AIM OF THE TASK - Write out again, word for word, the lines of the records starting at the line that contains "Phrase -- sky" and ending at the last line of the records, both ends included. Leave the pictures out of your answer.

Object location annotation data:

---------------

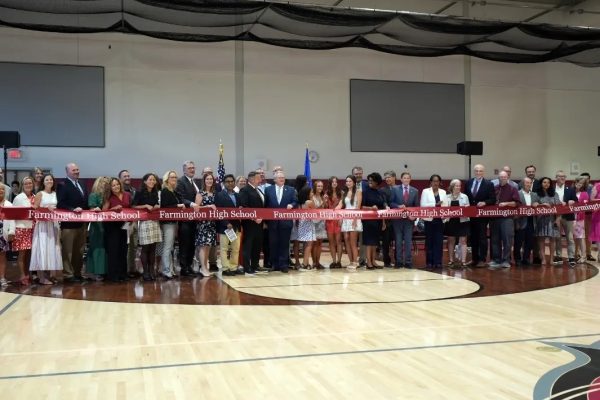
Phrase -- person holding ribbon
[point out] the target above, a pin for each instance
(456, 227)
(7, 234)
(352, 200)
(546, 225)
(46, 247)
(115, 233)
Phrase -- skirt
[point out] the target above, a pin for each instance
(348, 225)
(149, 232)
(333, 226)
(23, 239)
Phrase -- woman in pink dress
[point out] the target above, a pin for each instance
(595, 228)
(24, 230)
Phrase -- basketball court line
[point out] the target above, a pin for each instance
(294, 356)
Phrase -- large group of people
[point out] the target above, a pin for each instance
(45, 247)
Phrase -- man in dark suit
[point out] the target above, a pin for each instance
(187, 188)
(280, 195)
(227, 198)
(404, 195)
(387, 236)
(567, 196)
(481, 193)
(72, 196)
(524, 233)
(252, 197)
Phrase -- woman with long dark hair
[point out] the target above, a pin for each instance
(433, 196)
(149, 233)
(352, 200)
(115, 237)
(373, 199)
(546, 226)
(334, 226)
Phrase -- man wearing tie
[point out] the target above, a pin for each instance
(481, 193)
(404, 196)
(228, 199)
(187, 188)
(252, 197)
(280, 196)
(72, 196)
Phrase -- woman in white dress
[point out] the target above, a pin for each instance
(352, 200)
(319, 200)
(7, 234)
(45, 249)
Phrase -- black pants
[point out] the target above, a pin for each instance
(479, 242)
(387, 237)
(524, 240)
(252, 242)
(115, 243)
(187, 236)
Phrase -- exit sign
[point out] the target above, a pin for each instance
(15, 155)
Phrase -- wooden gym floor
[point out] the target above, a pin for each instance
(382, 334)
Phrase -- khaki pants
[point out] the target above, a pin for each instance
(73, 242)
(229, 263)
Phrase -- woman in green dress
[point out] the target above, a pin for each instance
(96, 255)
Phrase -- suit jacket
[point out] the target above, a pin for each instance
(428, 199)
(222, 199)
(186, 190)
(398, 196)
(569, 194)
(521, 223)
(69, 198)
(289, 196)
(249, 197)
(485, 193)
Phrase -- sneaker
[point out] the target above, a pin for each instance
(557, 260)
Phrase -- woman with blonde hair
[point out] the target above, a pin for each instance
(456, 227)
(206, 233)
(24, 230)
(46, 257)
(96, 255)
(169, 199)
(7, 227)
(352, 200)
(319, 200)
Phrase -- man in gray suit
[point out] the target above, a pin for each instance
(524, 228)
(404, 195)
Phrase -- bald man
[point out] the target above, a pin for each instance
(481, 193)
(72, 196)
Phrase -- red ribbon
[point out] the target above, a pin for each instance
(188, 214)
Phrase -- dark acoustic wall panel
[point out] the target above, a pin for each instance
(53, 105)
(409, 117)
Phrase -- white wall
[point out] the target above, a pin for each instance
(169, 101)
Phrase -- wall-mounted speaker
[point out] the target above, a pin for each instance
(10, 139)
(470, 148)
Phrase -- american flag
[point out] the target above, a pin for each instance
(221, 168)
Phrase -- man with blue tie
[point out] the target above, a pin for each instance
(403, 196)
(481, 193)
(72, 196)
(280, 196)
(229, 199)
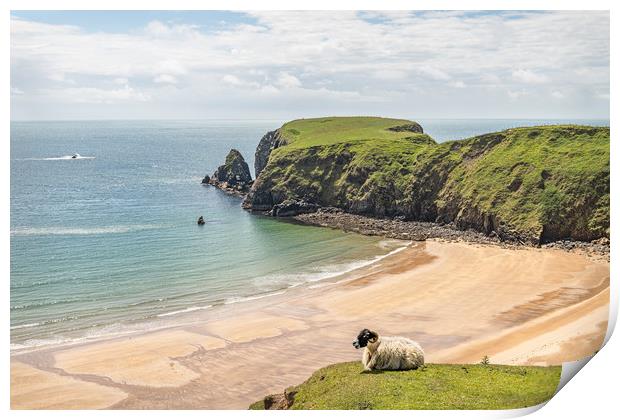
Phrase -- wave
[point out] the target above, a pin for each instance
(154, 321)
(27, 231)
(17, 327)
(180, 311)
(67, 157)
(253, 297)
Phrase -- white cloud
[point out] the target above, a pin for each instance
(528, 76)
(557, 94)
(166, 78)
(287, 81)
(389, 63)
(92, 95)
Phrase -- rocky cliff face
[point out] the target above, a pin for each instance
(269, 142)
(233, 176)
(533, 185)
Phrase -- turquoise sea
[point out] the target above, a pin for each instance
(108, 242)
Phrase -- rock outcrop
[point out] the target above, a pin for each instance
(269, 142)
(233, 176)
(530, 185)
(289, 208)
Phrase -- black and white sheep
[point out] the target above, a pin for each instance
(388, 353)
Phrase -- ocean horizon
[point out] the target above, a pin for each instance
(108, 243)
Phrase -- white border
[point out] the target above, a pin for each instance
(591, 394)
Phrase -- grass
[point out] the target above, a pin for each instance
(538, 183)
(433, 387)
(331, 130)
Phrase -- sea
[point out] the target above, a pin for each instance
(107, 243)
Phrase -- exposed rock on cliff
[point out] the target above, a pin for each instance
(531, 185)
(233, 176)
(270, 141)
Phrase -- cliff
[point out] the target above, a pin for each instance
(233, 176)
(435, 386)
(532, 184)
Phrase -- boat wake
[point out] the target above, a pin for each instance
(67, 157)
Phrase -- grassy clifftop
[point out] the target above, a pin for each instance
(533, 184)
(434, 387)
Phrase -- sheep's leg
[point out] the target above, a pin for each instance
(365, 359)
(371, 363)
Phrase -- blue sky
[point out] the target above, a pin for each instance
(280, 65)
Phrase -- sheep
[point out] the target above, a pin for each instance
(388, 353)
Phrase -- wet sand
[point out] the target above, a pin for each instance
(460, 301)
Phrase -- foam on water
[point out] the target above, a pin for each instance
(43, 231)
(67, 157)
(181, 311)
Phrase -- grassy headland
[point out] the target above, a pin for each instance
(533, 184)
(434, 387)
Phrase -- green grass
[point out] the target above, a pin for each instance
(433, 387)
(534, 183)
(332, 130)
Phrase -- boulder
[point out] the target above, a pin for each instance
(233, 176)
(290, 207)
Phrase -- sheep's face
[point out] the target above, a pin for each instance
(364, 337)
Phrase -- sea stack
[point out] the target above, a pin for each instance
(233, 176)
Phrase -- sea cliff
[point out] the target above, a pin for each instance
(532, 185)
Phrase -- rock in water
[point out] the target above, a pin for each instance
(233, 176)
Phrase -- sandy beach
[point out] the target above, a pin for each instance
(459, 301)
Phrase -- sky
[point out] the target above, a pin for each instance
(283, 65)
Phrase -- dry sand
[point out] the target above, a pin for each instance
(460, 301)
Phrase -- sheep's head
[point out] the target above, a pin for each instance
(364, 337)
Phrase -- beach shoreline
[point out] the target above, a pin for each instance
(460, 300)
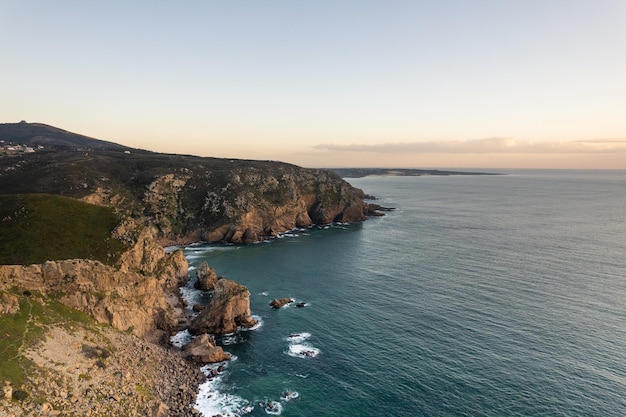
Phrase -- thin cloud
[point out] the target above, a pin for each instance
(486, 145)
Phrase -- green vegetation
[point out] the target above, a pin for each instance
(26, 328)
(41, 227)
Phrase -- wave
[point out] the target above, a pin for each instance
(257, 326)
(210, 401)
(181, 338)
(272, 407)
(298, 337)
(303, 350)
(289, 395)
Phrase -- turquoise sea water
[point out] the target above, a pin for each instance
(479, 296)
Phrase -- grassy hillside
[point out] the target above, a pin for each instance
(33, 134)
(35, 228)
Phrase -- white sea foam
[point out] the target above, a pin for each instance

---------------

RESPONSE TO THE EXERCISE -
Phrase -- sky
[point out] the target above, a pin for each instance
(283, 65)
Phrase -- dry sand
[point out] the target above, a pin for each instance
(460, 301)
Phrase -- sheep's head
[point out] the target above, a pin for each instance
(364, 337)
Phrase -- beach shoreline
[point out] the target above, a pin for each instance
(460, 300)
Phrase -- thin cloud
[point out] the target above, a pin for each instance
(486, 145)
Phrase -- green vegetation
[point out] the target above, a pin for each instance
(26, 328)
(41, 227)
Phrase -- wave
[point out] the target above, a pin for each instance
(257, 326)
(210, 401)
(181, 338)
(272, 407)
(298, 337)
(303, 350)
(289, 395)
Phrase -- turquoise sea water
[point out] the target above, a pin for each instance
(479, 296)
Phrase -- grassy hillside
[point out] the target above, a pin for each instance
(33, 134)
(35, 228)
Phrase -- white sea foam
[point out] the target above, a pin for each instance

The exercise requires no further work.